EL SILENCIO FUENTE DE LA DICHA

"Bienaventurados los pobres"- Mt 5,3

Era tan pobre, tan pobre, que ni figura de hombre tenía. Se había olvidado hasta de su figura terrestre. Ser pobre no sólo de recursos. No sólo de objetos. Ser pobre sobre todo porque se ha desprendido y despojado, no sólo de proyectos, de lo horizontal, de la tierra, de negocios, de industrias, de haciendas y de cuentas bancarias. Se es pobre quizás, y sin quizás, porque uno se ha desinteresado y desapropiado de su función, de su imagen, de las opiniones sobre él, de los juicios que van de boca en boca, de la representación. Cubiertos por esos cortinajes queda uno a oscuras.

No somos tan pobres cuando contamos con la buena reputación de los demás, de las opiniones a favor nuestro. Casi, casi, como los políticos cuyo afán es consumir encuestas y ver las “corrientes de opinión”, las subidas y bajadas, las alzas y las bajas, la imagen que tienen de nosotros, la sensación que damos. La misma Iglesia hace sus encuestas y se ocupa de crear una buena imagen.

¡Cómo cuesta olvidar ese paraíso creado, inventado por nuestra falsa ilusión! Consumimos representaciones, opiniones, funciones. Queda uno desfallecido de tanto consumir. ¡Cómo cansan esas funciones, cómo fatigan esas representaciones!

El silencio nos alcanza, nos llega y nos inunda cuando dejamos de ser consumistas de todo eso. En el puro silencio nos volvemos pobres verdaderos; nos volvemos también dichosos.

¡Qué amargo el humo de esos bosques, de esas ramas que no nos dejan ver lo verdadero!

Por fin dejamos de ser ese personaje, de ser esa función. Es mejor dejar de convivir con esas imágenes que nos tapan y ciegan y engañan, y convivir con la luna, con las estrellas, con los ríos, con los océanos, con los pájaros. Son más verdad que las opiniones, las representaciones y las funciones.

_Listado de datos_

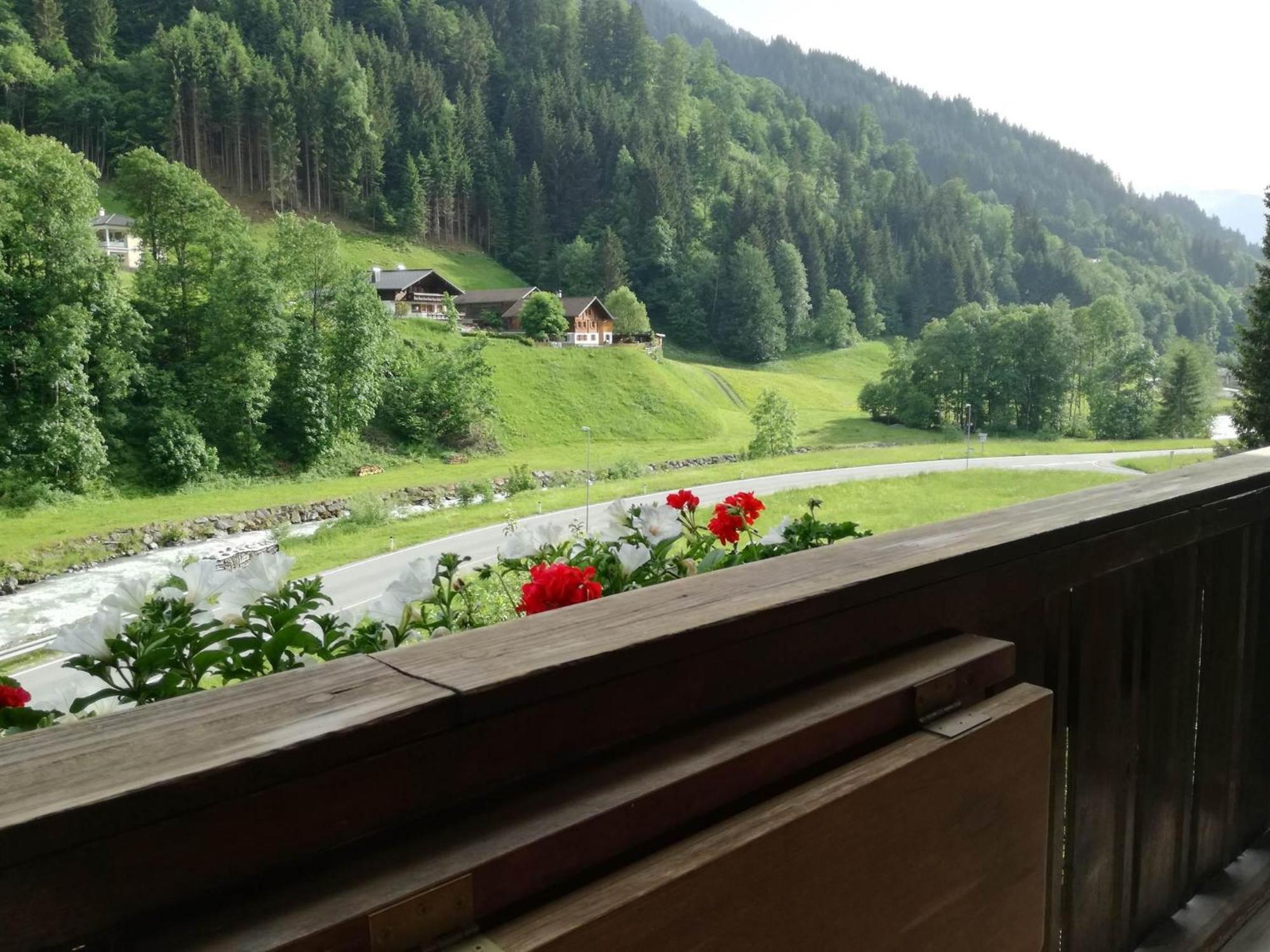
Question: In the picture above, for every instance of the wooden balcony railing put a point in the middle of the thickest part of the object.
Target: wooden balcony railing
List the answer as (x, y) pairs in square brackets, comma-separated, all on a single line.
[(465, 781)]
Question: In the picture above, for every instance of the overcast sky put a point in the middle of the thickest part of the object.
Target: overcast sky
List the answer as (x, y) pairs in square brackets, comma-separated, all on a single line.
[(1173, 96)]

_Instrucciones_
1 - ¿Qué hace la misma Iglesia, según el texto sobre el silencio?
2 - Reproduce sin cambios el fragmento del texto sobre el silencio que comienza con "No somos tan" y sigue hasta "ver lo verdadero!".
3 - Enumera aquello con lo que, según el texto sobre el silencio, es mejor convivir en lugar de las imágenes.

_Respuestas_
1 - Hace sus encuestas y se ocupa de crear una buena imagen.

2 -
No somos tan pobres cuando contamos con la buena reputación de los demás, de las opiniones a favor nuestro. Casi, casi, como los políticos cuyo afán es consumir encuestas y ver las “corrientes de opinión”, las subidas y bajadas, las alzas y las bajas, la imagen que tienen de nosotros, la sensación que damos. La misma Iglesia hace sus encuestas y se ocupa de crear una buena imagen.

¡Cómo cuesta olvidar ese paraíso creado, inventado por nuestra falsa ilusión! Consumimos representaciones, opiniones, funciones. Queda uno desfallecido de tanto consumir. ¡Cómo cansan esas funciones, cómo fatigan esas representaciones!

El silencio nos alcanza, nos llega y nos inunda cuando dejamos de ser consumistas de todo eso. En el puro silencio nos volvemos pobres verdaderos; nos volvemos también dichosos.

¡Qué amargo el humo de esos bosques, de esas ramas que no nos dejan ver lo verdadero!

3 - la luna, las estrellas, los ríos, los océanos, los pájaros